# [Study text]
=== Section Start ===
Human-wildlife conflict

Conflicts between wildlife and human activities have a great relevance for wildlife conservation, particularly in protected areas. These conflicts are related to crop damage and livestock predation involving several species; some of them threatened such as the Andean condor, Andean bear and Andean armadillo. In order to contribute to the characterization of these conflicts and develop methods aimed toward its management, WCS worked with the National Protected Areas Service of Bolivia (SERNAP) conducting research, and identifying methods to mitigate these conflicts through analysis workshops.

Between 2001 and 2003 a study aimed to evaluate the damage caused by vertebrates in cornfields of Pajan, Wayrapata and K’apna, three communities in the ANMIN Apolobamba. The activity involved farmers in the process of investigation and mitigation of damages, and was strengthened with a thesis on this subject and by a total count of the damage caused by animals. The results calculated the percentage of losses caused by wild animals (Andean bears, skunks, rodents and parrots) in each plot, and identified mitigation measures (community work to care for cornfields, weeding the edges of plots and noise repellents). These measures helped to reduce crop losses from 6.1% to 1.5% in Pajan, from 29.4% to 2.7% in K'apna, and from 16.7% to 3.5% in Wayrapata.

Moreover, between 2005 and 2008, WCS provided technical assistance to several communities in Apolobamba on the evaluation of the major causes of livestock loss (alpacas, llamas and sheep), distinguishing between disease losses and predation events by wild animals like the Andean fox, puma, Andean bear and Andean condor. This work was developed in coordination with park rangers of the area and 279 families of the Cañahuma, Caalaya, Curva and Lagunillas communities in the Curva municipality; and Puyo Puyo and Nube Pampa in the Pelechuco municipality. This research revealed that livestock predation problems are in many cases the result of changes in cultural practices of animal husbandry, and contrary to local perceptions, predation events produced much less losses than livestock disease.
=== Section End ===
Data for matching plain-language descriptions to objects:
=== Section Start ===
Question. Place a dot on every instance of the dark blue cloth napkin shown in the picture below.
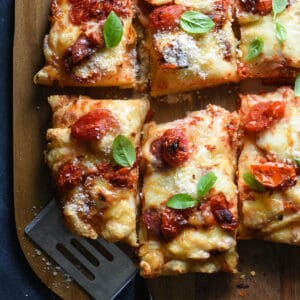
(17, 280)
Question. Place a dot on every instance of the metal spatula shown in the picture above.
(100, 268)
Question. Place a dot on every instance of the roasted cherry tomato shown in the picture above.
(152, 221)
(263, 115)
(262, 7)
(85, 10)
(274, 175)
(165, 17)
(221, 212)
(172, 222)
(175, 147)
(94, 125)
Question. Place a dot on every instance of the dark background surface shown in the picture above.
(17, 280)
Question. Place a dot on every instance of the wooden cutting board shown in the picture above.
(268, 271)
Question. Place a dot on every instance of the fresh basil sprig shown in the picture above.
(253, 183)
(205, 183)
(195, 22)
(123, 151)
(280, 32)
(255, 48)
(182, 201)
(113, 30)
(278, 6)
(297, 86)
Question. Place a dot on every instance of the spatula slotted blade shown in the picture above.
(99, 267)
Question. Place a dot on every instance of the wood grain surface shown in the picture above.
(267, 271)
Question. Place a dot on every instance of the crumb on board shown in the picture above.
(242, 293)
(242, 286)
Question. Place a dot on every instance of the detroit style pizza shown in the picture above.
(91, 43)
(191, 45)
(268, 181)
(189, 198)
(93, 152)
(269, 39)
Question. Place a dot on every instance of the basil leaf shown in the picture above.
(195, 22)
(253, 183)
(255, 48)
(297, 86)
(280, 32)
(181, 201)
(123, 151)
(205, 183)
(113, 30)
(278, 6)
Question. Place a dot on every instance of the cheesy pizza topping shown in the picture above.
(97, 189)
(91, 42)
(270, 211)
(176, 156)
(279, 31)
(191, 45)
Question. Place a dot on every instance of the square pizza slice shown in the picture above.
(269, 181)
(93, 153)
(191, 45)
(268, 43)
(189, 198)
(91, 43)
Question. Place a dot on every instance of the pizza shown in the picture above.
(91, 43)
(268, 181)
(179, 159)
(185, 57)
(93, 152)
(268, 44)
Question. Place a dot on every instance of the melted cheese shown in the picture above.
(283, 139)
(276, 57)
(205, 130)
(115, 65)
(119, 217)
(200, 59)
(263, 214)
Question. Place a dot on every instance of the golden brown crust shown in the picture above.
(199, 248)
(75, 52)
(97, 199)
(278, 60)
(275, 213)
(182, 62)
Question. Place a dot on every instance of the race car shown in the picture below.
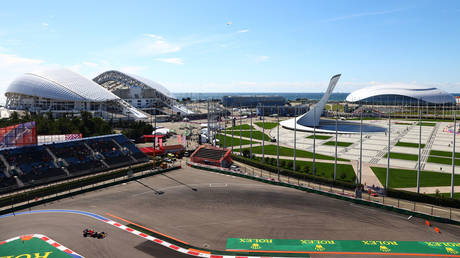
(92, 233)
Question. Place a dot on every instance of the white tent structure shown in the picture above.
(401, 94)
(312, 117)
(142, 93)
(62, 91)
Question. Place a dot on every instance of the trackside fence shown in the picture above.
(31, 198)
(428, 212)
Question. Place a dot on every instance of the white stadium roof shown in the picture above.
(428, 94)
(120, 80)
(60, 84)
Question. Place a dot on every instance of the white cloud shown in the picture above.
(172, 60)
(90, 64)
(152, 44)
(357, 15)
(261, 59)
(133, 69)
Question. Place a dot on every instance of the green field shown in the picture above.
(320, 137)
(402, 178)
(243, 127)
(427, 124)
(447, 154)
(289, 152)
(441, 160)
(447, 195)
(409, 144)
(340, 144)
(345, 172)
(405, 156)
(256, 135)
(236, 140)
(266, 125)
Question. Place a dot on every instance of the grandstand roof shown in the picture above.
(115, 79)
(60, 84)
(429, 94)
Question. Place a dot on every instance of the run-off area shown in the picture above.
(222, 207)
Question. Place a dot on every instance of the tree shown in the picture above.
(246, 153)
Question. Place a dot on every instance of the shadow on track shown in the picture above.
(177, 181)
(151, 188)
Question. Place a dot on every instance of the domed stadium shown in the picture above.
(142, 93)
(62, 91)
(401, 94)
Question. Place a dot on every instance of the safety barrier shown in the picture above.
(329, 194)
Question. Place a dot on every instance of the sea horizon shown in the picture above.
(338, 96)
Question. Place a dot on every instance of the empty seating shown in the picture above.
(34, 164)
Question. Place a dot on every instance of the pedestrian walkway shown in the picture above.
(429, 190)
(368, 177)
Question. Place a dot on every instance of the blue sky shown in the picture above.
(238, 46)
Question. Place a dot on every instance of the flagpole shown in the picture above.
(278, 144)
(387, 184)
(361, 145)
(336, 135)
(263, 134)
(250, 146)
(295, 138)
(453, 156)
(419, 146)
(314, 142)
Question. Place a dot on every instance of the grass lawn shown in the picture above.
(441, 160)
(320, 137)
(345, 172)
(427, 124)
(409, 144)
(257, 135)
(243, 127)
(401, 178)
(340, 144)
(444, 154)
(405, 156)
(285, 151)
(266, 125)
(236, 140)
(447, 195)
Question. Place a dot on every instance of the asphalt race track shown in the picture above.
(221, 207)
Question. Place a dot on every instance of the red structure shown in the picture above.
(177, 148)
(18, 135)
(210, 155)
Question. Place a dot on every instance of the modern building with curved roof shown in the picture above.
(62, 91)
(140, 92)
(401, 94)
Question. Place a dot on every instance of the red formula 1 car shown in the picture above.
(94, 234)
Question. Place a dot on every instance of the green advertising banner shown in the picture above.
(451, 249)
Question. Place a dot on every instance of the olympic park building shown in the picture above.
(110, 94)
(401, 94)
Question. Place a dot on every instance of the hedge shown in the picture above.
(57, 188)
(412, 196)
(294, 174)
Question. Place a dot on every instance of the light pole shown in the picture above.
(419, 147)
(278, 144)
(453, 155)
(361, 146)
(336, 134)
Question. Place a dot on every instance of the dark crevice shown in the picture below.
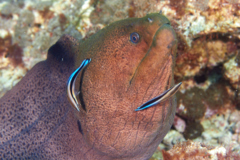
=== Section End ===
# [Work to complete]
(A) Write out the passage on human-wildlife conflict word for word, everything from "Moreover, between 2005" down to "than livestock disease.".
(B) Keep writing the text on human-wildlife conflict, picking up right after its last sentence.
The records have nothing to do with the text on human-wildlife conflict.

# [Results]
(A)
Moreover, between 2005 and 2008, WCS provided technical assistance to several communities in Apolobamba on the evaluation of the major causes of livestock loss (alpacas, llamas and sheep), distinguishing between disease losses and predation events by wild animals like the Andean fox, puma, Andean bear and Andean condor. This work was developed in coordination with park rangers of the area and 279 families of the Cañahuma, Caalaya, Curva and Lagunillas communities in the Curva municipality; and Puyo Puyo and Nube Pampa in the Pelechuco municipality. This research revealed that livestock predation problems are in many cases the result of changes in cultural practices of animal husbandry, and contrary to local perceptions, predation events produced much less losses than livestock disease.

(B)
In order to reduce livestock losses from predation, measures were taken based on traditional practices recovered in participatory workshops. The measures aimed at improving corrals, implementing noise and visual repellents, and establishing shelters for the night vigilance and others. According to community mitigation records of predation events, improved corrals constituted the most effective measure, followed by chakus (community wildlife drivers to expel potential predators). These activities helped reduce the loss of 4.1 animals per family in 2005 to 1.4 animals in 2008. Likewise, monitoring of livestock diseases, training community members and veterinarians in the use of preventive measures and prompt treatment of sick animals, resulted in the reduction of disease losses from 10.4 animals per family in 2004 to 2.4 animals in 2007.